### Stored records
***
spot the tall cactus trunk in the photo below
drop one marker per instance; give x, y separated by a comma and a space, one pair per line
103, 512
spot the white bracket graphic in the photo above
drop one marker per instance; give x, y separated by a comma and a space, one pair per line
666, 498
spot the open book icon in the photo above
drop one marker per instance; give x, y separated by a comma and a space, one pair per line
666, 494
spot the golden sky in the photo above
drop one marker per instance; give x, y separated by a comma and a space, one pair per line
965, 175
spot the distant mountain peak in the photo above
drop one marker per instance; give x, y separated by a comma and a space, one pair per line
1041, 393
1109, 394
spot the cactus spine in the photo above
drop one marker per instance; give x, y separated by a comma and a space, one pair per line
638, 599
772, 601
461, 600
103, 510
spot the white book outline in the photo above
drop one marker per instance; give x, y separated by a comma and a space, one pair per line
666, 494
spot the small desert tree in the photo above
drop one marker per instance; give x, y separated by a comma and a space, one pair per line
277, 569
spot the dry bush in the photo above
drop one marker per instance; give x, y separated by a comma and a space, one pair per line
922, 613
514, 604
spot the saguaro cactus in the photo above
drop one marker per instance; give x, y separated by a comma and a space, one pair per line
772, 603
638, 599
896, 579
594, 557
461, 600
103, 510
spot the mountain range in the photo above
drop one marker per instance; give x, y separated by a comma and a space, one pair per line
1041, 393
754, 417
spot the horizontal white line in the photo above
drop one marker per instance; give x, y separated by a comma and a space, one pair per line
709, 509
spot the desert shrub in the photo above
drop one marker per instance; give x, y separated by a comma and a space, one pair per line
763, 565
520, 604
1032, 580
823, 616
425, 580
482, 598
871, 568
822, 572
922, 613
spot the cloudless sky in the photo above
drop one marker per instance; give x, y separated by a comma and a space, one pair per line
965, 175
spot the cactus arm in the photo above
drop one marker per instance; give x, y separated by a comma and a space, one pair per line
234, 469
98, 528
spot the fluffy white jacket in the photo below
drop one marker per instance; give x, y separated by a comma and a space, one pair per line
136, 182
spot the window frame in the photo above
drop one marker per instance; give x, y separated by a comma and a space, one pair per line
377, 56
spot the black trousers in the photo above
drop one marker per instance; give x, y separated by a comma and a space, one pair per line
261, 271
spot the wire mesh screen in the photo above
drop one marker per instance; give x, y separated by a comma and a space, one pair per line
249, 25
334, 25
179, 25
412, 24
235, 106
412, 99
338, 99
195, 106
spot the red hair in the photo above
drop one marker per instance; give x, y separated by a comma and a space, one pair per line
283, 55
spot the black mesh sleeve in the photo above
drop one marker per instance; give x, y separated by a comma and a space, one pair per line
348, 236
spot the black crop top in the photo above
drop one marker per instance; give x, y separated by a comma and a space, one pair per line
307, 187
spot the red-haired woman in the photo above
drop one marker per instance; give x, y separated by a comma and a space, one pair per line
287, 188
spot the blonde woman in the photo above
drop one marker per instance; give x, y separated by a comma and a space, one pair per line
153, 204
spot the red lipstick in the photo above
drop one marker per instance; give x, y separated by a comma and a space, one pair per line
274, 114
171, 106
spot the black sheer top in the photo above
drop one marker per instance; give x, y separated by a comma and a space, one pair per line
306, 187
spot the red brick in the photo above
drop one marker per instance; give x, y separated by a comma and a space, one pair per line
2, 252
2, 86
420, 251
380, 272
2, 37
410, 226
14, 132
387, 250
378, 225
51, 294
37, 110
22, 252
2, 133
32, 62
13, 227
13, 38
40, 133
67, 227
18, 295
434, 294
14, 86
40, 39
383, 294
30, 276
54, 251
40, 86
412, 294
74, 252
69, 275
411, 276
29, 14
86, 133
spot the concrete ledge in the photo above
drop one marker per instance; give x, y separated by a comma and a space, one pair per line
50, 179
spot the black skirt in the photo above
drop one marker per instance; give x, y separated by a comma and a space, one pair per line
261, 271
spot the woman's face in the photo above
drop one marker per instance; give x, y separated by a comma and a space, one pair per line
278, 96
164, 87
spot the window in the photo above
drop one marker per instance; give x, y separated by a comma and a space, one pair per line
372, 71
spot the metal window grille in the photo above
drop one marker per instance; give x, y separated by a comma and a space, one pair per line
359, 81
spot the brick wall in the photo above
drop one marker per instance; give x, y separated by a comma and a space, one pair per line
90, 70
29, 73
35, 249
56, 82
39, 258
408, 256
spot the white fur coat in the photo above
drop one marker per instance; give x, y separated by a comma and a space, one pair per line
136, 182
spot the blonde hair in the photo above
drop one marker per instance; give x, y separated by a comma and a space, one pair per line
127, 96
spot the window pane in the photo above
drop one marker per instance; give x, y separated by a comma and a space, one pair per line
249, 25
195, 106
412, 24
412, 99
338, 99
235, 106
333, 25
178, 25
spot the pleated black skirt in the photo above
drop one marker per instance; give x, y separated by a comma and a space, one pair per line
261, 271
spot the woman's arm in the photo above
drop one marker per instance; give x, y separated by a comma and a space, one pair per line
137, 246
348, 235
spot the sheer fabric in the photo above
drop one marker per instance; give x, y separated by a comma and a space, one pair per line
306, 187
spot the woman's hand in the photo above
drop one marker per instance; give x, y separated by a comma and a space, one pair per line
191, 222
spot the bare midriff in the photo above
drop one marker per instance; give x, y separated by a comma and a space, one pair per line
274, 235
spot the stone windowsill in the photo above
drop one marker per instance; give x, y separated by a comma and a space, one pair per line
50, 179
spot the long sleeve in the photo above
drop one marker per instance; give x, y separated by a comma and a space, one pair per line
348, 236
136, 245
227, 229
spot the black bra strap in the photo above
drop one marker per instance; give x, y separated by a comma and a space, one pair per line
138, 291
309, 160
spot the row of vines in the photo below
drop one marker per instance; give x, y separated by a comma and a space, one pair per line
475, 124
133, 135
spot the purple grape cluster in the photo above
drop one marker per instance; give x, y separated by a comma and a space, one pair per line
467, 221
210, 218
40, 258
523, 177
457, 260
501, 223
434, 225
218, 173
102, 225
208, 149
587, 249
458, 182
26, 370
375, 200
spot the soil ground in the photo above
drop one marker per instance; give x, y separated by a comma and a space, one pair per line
***
### REQUIRED WORK
The answer consists of every line above in which the word "black" occurs.

### RESULT BELOW
spot the black trousers in the photo above
spot the black mesh sleeve in the photo above
spot the black crop top in the photo above
spot the black sheer top in the photo above
spot the black skirt in the photo above
spot the pleated black skirt in the photo above
spot the black bra strap in the photo above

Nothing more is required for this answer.